▶ **PASSAGE TO READ**:
- - - - - - -

Libertarians must make their arguments in terms of the moral benefits of freedom, and not in terms of the glories of nihilism, if we can consider them allies and not opponents. As cultural activism becomes more important to our movement, and political activism less so, we may find that we have less and less in common with many libertarians whose philosophical foundations are not sound.
Movement Must Serve as a Force of Social Intimidation in Its Intermediate Stage
We must create a countervailing force that is just as adept as the Left at intimidating people and institutions that are used as tools of left-wing activism but are not ideologically committed, such as Hollywood celebrities, multinational corporations, and university administrators. We must be feared, so that they will think twice before opening their mouths. They must understand that there is some sort of cost involved in taking a "controversial" stand--although positions cannot honestly be labeled "controversial" if conservatives are unable to mount a meaningful opposition. Perhaps once we are able to mount such an opposition, we will be able to take some of the trendiness out of leftist cultural activism, because lukewarm advocates of leftist causes will be forced to actually get their hands dirty. Support of leftist causes will no longer be the path of least resistance.
Some Basic Premises
The Movement Must Understand What Motivates Human Beings
We must perform a brutally honest analysis of what motivates human beings. We must understand what makes them tick, whether that motivation is attractive or not. We must channel undesirable impulses to serve good purposes. For example, it is important to emphasize that the alternative counter-culture must be just that--alternative. It must be different from anything people are familiar with. It is a basic fact that an us-versus-them, insider-versus-outsider mentality is a very strong motivation in human life. For better or for worse, this has to be recognized and taken advantage of for the good of the movement.
Moreover, the New Traditionalists must be interested in learning about sociology, social psychology, and the dynamics of social change. We must study examples of dissident and counter-cultural groups that succeeded in ascending to dominance--we must learn from them.
We must recognize the world as it is, not as we may like it to be; but we must never let this line of thinking descend into cynicism.
Good Results More Important than Good Intentions--Naiveté Not Excusable
We will apply a scientific analysis to every problem. We will be results-oriented rather than good intentions-oriented. Making a good-faith effort and being ideologically sound will be less important than advancing the goals of the movement. We must learn to be more self-critical. Our efforts should be less haphazard, less prone to fits and starts, and they should make better use of accumulated knowledge and past errors.

- - - - - - -

▶ **SHORT EXERCISE A**: Pick out every line in the records below that contains the word "stone".

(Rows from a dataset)
- - - - - - -

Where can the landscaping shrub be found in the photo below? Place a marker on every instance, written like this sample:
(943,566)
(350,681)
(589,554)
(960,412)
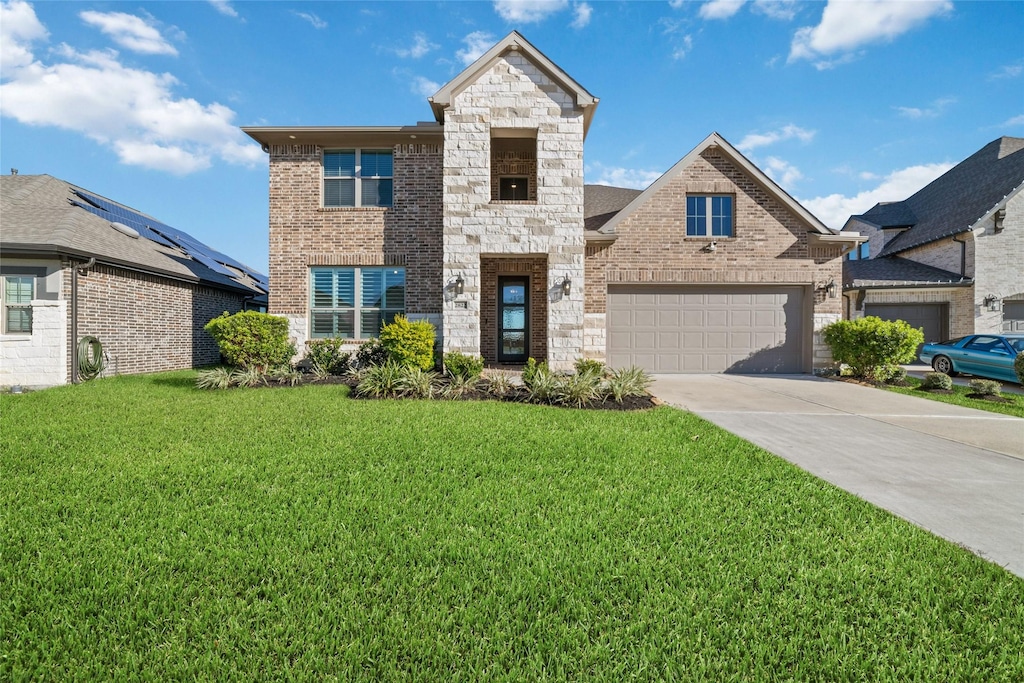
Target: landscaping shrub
(530,370)
(589,365)
(460,365)
(986,387)
(409,343)
(326,356)
(382,381)
(868,344)
(251,339)
(215,378)
(371,354)
(627,382)
(937,381)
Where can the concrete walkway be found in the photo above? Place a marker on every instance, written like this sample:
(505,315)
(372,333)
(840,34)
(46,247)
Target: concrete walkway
(955,471)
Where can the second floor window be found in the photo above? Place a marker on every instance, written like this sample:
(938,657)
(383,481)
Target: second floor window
(357,177)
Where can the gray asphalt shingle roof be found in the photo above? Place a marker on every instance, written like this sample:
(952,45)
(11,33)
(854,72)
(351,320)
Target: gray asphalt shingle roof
(37,215)
(896,271)
(955,201)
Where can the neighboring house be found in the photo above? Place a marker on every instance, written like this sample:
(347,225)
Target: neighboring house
(479,222)
(950,258)
(76,264)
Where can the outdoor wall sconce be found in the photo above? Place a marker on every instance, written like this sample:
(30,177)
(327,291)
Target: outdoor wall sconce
(830,289)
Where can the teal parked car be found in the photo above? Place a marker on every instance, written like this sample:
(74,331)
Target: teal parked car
(983,355)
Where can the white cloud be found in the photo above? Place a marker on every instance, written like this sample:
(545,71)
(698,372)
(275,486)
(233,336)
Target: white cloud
(847,26)
(719,9)
(477,43)
(424,86)
(420,47)
(754,140)
(314,20)
(129,32)
(782,10)
(622,177)
(528,11)
(224,7)
(18,29)
(834,210)
(582,11)
(131,111)
(931,112)
(782,172)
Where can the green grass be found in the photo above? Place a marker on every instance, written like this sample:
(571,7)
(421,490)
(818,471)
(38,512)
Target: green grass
(960,397)
(152,530)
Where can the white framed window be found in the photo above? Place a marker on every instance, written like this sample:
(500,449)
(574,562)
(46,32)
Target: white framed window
(709,216)
(354,302)
(18,291)
(358,177)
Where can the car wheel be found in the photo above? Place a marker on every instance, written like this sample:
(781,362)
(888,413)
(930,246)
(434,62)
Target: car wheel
(943,365)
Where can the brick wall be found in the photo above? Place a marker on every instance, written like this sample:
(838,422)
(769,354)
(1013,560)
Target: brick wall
(537,269)
(304,233)
(770,246)
(146,323)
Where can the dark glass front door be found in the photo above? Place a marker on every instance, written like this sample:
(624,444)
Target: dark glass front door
(513,316)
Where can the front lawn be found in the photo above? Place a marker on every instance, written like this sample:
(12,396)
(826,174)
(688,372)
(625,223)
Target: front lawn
(1013,403)
(148,529)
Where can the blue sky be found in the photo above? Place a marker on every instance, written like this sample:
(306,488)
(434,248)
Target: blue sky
(844,103)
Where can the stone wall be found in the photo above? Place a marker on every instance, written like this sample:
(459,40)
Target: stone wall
(770,246)
(303,233)
(512,93)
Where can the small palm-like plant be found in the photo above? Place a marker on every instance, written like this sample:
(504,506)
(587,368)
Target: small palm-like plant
(215,378)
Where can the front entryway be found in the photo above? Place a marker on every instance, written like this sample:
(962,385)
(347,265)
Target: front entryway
(513,319)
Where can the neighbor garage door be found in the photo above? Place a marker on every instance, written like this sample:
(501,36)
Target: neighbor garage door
(672,329)
(932,317)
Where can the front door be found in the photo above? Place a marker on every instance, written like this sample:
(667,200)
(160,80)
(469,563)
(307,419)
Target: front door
(513,316)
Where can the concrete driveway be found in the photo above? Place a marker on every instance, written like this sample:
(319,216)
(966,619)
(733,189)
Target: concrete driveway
(955,471)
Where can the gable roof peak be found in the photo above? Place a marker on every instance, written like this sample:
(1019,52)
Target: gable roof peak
(513,42)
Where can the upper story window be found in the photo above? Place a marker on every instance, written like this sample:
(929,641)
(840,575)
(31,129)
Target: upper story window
(18,292)
(861,252)
(354,302)
(709,215)
(358,177)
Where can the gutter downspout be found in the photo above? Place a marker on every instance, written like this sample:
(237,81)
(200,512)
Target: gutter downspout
(74,315)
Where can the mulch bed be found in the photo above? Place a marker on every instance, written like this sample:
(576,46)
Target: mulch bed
(516,395)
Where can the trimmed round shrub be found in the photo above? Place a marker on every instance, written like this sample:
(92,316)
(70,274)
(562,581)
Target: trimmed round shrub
(251,339)
(986,387)
(409,343)
(868,344)
(937,381)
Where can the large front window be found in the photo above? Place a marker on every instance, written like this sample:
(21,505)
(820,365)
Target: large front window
(353,303)
(17,294)
(357,177)
(709,216)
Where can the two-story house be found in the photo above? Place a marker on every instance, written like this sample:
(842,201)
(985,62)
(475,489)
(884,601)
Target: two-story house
(948,259)
(479,221)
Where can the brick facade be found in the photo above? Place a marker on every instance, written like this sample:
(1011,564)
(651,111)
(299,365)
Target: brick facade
(146,323)
(303,233)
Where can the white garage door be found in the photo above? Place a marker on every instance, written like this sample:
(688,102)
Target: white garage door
(673,329)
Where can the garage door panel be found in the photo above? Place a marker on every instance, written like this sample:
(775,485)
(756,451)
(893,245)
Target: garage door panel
(701,329)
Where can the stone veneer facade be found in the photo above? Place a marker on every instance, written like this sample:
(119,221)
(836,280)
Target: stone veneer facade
(771,246)
(513,94)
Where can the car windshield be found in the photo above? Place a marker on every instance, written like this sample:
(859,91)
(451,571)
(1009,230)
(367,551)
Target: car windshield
(1017,343)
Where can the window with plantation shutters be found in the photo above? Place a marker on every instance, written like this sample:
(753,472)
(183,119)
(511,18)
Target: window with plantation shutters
(358,178)
(354,302)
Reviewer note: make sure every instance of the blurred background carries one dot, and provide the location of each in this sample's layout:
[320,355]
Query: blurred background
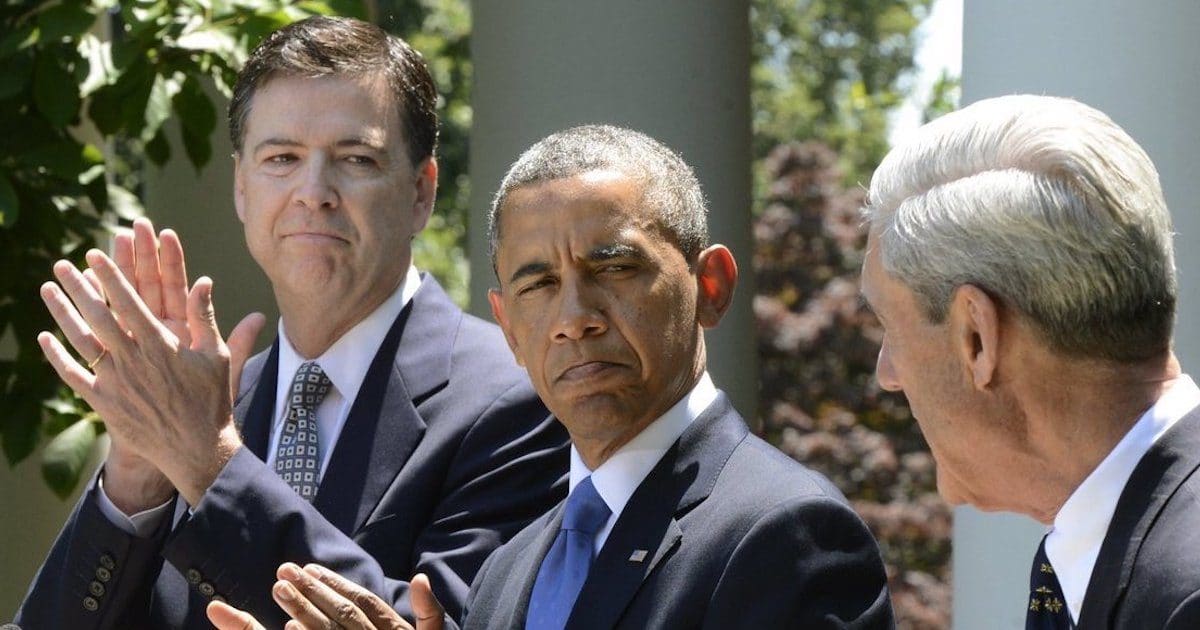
[111,111]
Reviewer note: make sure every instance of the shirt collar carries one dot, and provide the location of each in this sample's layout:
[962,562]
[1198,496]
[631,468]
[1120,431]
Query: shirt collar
[619,475]
[347,360]
[1074,541]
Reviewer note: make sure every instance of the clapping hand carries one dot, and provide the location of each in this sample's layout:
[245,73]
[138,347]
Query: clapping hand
[318,599]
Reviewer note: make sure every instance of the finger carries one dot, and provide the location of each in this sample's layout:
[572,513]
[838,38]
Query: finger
[148,277]
[378,612]
[241,345]
[202,319]
[123,252]
[69,370]
[174,275]
[73,328]
[89,304]
[311,603]
[226,617]
[124,301]
[429,611]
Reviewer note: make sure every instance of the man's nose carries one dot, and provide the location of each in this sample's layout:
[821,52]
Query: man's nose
[317,187]
[885,372]
[579,313]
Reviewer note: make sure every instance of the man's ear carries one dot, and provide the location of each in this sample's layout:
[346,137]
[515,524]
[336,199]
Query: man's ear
[239,189]
[975,333]
[426,192]
[497,300]
[717,275]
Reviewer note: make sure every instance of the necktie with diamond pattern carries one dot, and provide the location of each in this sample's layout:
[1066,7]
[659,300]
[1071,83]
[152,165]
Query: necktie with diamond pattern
[297,461]
[1048,606]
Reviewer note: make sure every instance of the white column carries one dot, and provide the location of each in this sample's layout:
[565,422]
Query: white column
[677,70]
[1138,63]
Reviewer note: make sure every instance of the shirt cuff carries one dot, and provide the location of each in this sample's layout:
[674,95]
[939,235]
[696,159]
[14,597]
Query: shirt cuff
[141,525]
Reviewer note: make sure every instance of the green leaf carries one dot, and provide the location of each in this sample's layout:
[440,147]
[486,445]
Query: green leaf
[159,105]
[18,40]
[126,204]
[65,456]
[195,108]
[65,21]
[159,149]
[9,203]
[15,72]
[55,93]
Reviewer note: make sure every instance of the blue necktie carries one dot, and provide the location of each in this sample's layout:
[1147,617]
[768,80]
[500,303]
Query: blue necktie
[1048,609]
[565,567]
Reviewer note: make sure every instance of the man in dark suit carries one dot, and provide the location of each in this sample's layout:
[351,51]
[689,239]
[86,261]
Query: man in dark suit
[1021,263]
[384,432]
[678,517]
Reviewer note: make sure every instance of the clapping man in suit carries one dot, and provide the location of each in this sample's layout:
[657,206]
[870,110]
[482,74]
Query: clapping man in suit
[1020,261]
[677,517]
[384,432]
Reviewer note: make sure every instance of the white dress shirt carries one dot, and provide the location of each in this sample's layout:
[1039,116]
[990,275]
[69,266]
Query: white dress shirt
[1074,541]
[619,475]
[346,363]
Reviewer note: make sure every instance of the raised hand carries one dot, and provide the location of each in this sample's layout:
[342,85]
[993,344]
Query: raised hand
[165,397]
[317,598]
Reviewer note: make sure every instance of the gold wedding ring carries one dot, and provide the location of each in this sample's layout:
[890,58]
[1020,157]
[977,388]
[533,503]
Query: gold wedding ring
[91,365]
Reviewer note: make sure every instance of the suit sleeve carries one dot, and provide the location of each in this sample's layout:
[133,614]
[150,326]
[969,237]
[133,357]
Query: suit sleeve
[805,563]
[96,576]
[250,521]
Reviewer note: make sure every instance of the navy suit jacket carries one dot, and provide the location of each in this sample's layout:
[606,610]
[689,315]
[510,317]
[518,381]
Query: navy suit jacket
[736,535]
[447,453]
[1147,574]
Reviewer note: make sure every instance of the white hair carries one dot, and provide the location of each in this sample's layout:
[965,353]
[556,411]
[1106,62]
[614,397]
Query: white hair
[1045,204]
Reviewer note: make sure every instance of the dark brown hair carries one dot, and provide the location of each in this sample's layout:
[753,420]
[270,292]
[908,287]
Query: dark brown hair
[327,46]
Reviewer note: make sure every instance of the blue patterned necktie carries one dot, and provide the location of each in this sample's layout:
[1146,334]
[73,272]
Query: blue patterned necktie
[565,568]
[1048,607]
[297,460]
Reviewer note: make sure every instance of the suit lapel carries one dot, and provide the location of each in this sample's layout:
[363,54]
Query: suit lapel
[1156,479]
[384,426]
[648,531]
[255,408]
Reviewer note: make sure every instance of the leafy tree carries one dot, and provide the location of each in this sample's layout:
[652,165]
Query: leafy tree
[66,94]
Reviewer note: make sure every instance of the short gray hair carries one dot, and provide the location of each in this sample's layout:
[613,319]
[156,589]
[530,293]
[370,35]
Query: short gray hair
[671,189]
[1045,204]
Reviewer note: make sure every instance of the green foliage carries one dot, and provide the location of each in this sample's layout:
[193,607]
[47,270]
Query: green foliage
[831,70]
[441,30]
[66,94]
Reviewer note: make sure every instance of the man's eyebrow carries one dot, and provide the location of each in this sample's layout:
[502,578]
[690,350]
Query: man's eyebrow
[617,250]
[529,269]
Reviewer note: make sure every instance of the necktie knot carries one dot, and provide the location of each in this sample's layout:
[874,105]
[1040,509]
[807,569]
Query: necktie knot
[586,510]
[1048,607]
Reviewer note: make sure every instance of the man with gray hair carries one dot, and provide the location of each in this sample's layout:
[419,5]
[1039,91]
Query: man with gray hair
[677,516]
[1020,261]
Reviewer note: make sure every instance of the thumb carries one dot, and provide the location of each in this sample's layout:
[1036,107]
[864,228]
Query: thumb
[226,617]
[241,343]
[429,612]
[202,319]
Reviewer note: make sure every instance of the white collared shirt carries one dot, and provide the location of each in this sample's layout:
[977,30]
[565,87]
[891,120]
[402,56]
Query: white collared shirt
[346,363]
[1074,541]
[619,475]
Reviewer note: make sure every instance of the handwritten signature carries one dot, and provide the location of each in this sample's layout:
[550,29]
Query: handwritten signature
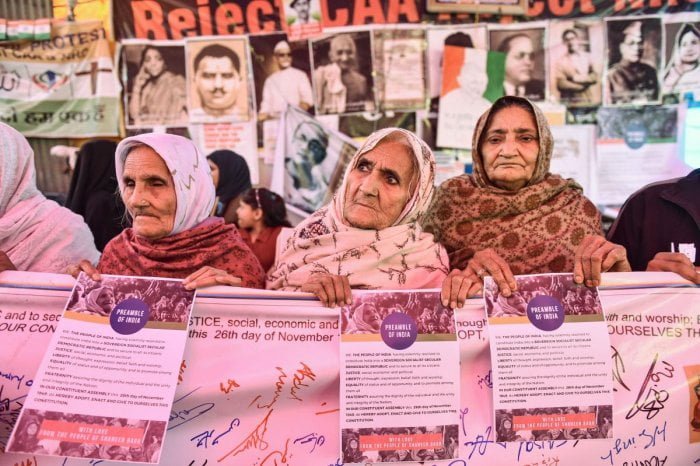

- - - - - - -

▶ **SHORT EXERCISE B**: Condense the paragraph of the passage above that begins "We must perform a brutally honest analysis" into a shorter version that keeps its main points.

▶ **WORKED ANSWER A**:
Where can the stone wall be found in the photo above? Place a marker on every instance, written like this sample:
Target: stone wall
Where can the stone veneer facade be found in the photo above? Place a marker on every instance, written like this sample:
Target: stone veneer facade

▶ **WORKED ANSWER B**: The movement must honestly analyze what motivates people, whether those motives are attractive or not, and channel undesirable impulses toward good purposes. Its counter-culture must be truly alternative and unlike anything people know. An us-versus-them, insider-versus-outsider mentality is a strong motivation, so it must be recognized and used for the good of the movement.